- WHAT YOU ARE ASKED TO DO -
With the first line as the start and the line containing "[818, 1040]" as the end, write out every line of the records exactly.

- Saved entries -
________________________
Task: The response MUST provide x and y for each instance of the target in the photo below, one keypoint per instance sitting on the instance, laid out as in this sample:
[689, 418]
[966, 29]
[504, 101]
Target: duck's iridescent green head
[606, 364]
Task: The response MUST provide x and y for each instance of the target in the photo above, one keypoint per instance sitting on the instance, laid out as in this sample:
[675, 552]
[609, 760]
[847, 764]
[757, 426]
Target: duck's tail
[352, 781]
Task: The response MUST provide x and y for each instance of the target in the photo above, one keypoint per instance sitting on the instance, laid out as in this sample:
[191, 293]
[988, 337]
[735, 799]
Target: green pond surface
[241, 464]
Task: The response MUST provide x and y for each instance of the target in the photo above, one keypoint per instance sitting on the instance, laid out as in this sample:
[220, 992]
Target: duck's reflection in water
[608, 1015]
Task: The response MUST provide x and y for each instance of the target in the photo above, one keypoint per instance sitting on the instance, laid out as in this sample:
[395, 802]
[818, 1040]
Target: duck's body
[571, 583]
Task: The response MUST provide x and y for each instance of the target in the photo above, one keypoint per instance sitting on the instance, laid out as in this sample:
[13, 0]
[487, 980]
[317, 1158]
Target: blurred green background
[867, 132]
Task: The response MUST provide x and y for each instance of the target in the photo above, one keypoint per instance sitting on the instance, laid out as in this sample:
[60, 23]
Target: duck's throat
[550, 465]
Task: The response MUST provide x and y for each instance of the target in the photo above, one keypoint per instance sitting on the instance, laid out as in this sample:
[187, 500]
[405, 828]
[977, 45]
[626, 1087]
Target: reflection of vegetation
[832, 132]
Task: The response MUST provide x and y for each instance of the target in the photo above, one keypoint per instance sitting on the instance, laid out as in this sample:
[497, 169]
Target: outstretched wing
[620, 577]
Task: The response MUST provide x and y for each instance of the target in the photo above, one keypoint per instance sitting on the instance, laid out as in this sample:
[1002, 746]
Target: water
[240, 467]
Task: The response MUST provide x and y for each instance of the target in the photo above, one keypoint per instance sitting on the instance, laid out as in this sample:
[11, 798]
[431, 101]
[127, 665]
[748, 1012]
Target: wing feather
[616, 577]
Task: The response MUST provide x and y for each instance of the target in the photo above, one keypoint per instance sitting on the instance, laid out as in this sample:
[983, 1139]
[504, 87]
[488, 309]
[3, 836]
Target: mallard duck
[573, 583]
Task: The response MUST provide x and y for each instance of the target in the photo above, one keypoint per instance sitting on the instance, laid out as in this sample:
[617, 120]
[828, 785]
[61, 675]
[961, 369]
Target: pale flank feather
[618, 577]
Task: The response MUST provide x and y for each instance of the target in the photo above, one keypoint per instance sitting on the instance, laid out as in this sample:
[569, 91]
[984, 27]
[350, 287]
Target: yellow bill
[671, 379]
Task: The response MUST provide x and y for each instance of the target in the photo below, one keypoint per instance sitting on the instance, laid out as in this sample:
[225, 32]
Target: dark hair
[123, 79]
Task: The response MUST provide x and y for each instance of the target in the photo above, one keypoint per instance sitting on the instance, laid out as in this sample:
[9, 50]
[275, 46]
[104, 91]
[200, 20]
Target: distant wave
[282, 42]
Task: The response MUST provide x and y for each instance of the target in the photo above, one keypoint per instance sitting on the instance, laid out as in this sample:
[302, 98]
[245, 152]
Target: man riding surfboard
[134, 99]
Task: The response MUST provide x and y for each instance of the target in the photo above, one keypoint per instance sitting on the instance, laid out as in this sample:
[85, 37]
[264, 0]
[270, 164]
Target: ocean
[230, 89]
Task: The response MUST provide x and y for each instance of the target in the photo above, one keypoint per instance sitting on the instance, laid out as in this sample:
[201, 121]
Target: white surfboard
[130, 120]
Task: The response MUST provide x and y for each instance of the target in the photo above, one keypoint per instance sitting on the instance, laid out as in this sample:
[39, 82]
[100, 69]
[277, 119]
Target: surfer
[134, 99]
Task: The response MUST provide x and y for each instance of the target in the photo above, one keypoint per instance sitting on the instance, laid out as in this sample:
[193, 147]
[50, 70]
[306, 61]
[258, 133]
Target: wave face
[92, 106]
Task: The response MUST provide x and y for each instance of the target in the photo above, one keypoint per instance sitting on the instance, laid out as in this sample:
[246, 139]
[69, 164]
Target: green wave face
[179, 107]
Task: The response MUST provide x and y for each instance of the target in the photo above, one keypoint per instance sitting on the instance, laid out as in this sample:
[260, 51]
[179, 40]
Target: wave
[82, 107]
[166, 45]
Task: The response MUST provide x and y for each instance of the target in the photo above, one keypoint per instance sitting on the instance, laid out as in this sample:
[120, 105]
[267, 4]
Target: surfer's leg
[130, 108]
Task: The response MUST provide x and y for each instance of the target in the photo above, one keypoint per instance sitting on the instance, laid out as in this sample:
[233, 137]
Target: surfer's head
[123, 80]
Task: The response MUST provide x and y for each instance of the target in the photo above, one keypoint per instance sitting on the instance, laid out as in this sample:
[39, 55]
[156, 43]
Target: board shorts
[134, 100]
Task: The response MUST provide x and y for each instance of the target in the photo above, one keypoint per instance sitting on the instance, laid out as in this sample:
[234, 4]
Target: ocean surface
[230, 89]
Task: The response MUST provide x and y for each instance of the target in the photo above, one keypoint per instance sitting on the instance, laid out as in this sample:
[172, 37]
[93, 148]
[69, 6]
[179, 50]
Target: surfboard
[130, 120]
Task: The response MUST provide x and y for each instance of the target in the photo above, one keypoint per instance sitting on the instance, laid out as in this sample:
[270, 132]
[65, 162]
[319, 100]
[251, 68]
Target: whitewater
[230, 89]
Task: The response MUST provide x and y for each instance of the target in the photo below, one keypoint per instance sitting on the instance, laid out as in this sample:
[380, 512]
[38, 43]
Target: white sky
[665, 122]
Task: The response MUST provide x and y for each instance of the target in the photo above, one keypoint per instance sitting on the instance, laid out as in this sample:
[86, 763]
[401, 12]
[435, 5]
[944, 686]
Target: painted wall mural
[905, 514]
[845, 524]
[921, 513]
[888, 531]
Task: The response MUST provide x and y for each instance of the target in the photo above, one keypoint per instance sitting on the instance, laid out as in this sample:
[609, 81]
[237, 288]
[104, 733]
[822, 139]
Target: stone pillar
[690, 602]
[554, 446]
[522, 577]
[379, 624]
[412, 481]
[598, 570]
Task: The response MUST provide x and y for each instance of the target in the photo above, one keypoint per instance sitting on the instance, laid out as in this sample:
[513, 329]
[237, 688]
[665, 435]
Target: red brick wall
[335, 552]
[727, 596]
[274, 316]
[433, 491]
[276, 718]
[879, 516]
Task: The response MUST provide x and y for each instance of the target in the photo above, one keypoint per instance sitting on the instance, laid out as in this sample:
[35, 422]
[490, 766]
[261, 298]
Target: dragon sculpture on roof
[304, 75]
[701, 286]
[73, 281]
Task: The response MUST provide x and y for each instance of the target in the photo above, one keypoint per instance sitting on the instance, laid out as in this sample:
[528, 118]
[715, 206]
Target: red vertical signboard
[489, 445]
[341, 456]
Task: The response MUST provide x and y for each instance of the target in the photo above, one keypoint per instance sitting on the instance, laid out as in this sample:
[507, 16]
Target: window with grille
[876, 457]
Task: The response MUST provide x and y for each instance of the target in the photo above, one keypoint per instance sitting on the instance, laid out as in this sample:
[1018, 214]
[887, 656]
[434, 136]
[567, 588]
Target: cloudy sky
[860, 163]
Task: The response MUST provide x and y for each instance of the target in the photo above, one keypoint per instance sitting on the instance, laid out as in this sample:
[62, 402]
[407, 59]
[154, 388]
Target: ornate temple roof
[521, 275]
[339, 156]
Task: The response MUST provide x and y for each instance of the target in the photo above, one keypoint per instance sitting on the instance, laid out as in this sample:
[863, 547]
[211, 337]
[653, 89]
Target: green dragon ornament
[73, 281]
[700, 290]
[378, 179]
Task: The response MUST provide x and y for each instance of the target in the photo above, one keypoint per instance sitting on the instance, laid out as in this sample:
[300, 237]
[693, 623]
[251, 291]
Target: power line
________________________
- OUTPUT BELOW -
Task: The response MUST provide x and y for each instance of the target in the photo below, one keypoint per instance sitting on the instance, laid out as in this sample:
[689, 418]
[966, 29]
[504, 101]
Target: duck's iridescent green head
[606, 364]
Task: The response MUST provide x and y for each instance of the target in the photo above, one keypoint per instance sitting on the instance, laid out as in this sample:
[675, 552]
[609, 760]
[847, 764]
[757, 426]
Target: duck's tail
[352, 781]
Task: The response MUST provide x and y for each instance of the target in the photo above, one keypoint per instance sitting on the instance, laid out as in this sample:
[191, 293]
[988, 337]
[735, 799]
Target: green pond surface
[241, 464]
Task: The response MUST provide x and y for each instance of the target in the photo above, one keypoint per instance sitting on the instance, laid out as in this sample:
[220, 992]
Target: duck's reflection in water
[608, 1015]
Task: The response MUST provide x and y for each instance of the target in the photo above, one keypoint per instance sitting on the instance, laid out as in this sample:
[395, 802]
[818, 1040]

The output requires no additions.